• [Description of the task]: Could you write out the records below exactly, without omitting a line?

Stored items
--------------------------------
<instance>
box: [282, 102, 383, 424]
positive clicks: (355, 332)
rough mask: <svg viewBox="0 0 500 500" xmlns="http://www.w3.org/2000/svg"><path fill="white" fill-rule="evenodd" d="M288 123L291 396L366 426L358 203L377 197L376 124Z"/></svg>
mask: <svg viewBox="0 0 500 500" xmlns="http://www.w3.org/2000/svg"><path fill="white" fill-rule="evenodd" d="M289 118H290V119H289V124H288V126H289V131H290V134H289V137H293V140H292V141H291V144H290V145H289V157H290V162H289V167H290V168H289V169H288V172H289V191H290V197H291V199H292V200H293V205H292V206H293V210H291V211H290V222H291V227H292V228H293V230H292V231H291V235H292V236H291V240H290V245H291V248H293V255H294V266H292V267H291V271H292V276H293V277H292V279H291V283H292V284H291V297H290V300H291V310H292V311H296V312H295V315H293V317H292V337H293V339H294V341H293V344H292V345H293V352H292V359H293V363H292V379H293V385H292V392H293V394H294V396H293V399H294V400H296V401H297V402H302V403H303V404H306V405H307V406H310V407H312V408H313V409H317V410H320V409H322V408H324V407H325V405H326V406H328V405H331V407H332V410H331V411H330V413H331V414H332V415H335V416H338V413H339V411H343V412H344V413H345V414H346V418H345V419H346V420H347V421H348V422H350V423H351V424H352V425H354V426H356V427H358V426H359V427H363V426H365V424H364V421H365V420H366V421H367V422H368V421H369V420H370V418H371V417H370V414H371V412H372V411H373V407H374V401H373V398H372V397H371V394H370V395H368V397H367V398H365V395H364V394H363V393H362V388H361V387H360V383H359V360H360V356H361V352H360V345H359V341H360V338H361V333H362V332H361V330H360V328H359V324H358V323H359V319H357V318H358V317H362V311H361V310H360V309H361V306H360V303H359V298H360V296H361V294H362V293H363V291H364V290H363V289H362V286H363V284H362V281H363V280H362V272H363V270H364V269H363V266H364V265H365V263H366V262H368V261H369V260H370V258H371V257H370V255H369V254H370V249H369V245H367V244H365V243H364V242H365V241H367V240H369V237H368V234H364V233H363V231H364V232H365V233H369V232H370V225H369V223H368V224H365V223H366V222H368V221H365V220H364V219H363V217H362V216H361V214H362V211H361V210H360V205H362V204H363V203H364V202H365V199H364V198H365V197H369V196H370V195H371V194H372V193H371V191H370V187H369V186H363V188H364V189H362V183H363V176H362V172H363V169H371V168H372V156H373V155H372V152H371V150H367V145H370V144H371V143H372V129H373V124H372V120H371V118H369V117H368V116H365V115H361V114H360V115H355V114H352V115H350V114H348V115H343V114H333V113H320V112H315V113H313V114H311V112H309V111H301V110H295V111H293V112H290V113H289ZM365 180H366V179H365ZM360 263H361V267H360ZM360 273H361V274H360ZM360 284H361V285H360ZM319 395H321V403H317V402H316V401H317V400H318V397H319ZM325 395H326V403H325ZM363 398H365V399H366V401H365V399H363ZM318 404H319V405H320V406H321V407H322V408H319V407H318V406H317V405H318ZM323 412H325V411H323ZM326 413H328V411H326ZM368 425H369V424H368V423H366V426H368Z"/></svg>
--------------------------------
• [Exercise response]:
<instance>
box: [282, 102, 383, 424]
positive clicks: (355, 332)
rough mask: <svg viewBox="0 0 500 500" xmlns="http://www.w3.org/2000/svg"><path fill="white" fill-rule="evenodd" d="M288 123L291 396L366 426L358 203L377 197L376 124Z"/></svg>
mask: <svg viewBox="0 0 500 500" xmlns="http://www.w3.org/2000/svg"><path fill="white" fill-rule="evenodd" d="M289 118H290V119H289V124H288V126H289V131H290V134H289V137H293V140H292V141H291V144H290V145H289V157H290V162H289V167H290V168H289V169H288V172H289V191H290V197H291V199H292V200H293V205H292V206H293V210H291V211H290V222H291V227H292V228H293V230H292V231H291V235H292V236H291V240H290V245H291V248H293V255H294V266H292V267H291V271H292V276H293V277H292V279H291V283H292V284H291V297H290V300H291V310H292V311H296V312H295V315H293V317H292V337H293V339H294V341H293V344H292V345H293V352H292V359H293V363H292V379H293V385H292V392H293V394H294V396H293V399H294V400H296V401H297V402H302V403H303V404H306V405H307V406H310V407H312V408H313V409H317V410H320V409H322V408H324V407H325V405H326V406H328V405H331V407H332V410H331V411H330V413H331V414H332V415H335V416H338V413H339V411H343V412H344V413H345V414H346V418H345V419H346V420H347V421H348V422H350V423H351V424H352V425H354V426H356V427H358V426H359V427H363V426H365V424H364V421H365V420H366V421H367V422H368V421H369V420H370V418H371V417H370V414H371V412H372V411H373V407H374V401H373V398H372V397H371V394H370V395H368V397H367V398H365V395H364V394H363V393H362V388H361V387H360V383H359V360H360V356H361V352H360V345H359V341H360V338H361V333H362V332H361V330H360V328H359V324H358V323H359V319H357V318H358V317H362V311H361V310H360V309H361V306H360V303H359V298H360V296H361V294H362V293H363V291H364V290H363V289H362V286H363V284H362V281H363V280H362V272H363V270H364V269H363V266H364V265H365V263H366V262H368V261H369V260H370V258H371V257H370V255H369V254H370V249H369V245H367V244H365V243H364V242H365V241H367V240H369V237H368V234H364V233H363V231H364V232H365V233H369V232H370V225H369V223H368V224H365V223H366V222H368V221H365V220H364V219H363V217H362V216H361V214H362V211H361V210H360V205H362V204H363V203H364V202H365V199H364V198H365V197H369V196H370V195H371V194H372V193H371V191H370V187H369V186H363V188H364V189H362V183H363V176H362V172H363V169H371V168H372V156H373V155H372V152H371V150H367V145H370V144H371V143H372V129H373V124H372V120H371V118H369V117H368V116H365V115H361V114H360V115H355V114H352V115H350V114H348V115H343V114H333V113H320V112H315V113H313V114H311V112H309V111H301V110H295V111H293V112H290V113H289ZM365 180H366V179H365ZM360 263H361V267H360ZM360 273H361V274H360ZM360 284H361V285H360ZM319 395H321V403H317V402H316V401H317V400H318V397H319ZM325 395H326V403H325ZM363 398H365V399H366V401H365V399H363ZM318 404H319V405H320V406H321V407H322V408H319V407H318V406H317V405H318ZM323 412H325V411H323ZM326 413H328V411H326ZM368 425H369V424H368V423H366V426H368Z"/></svg>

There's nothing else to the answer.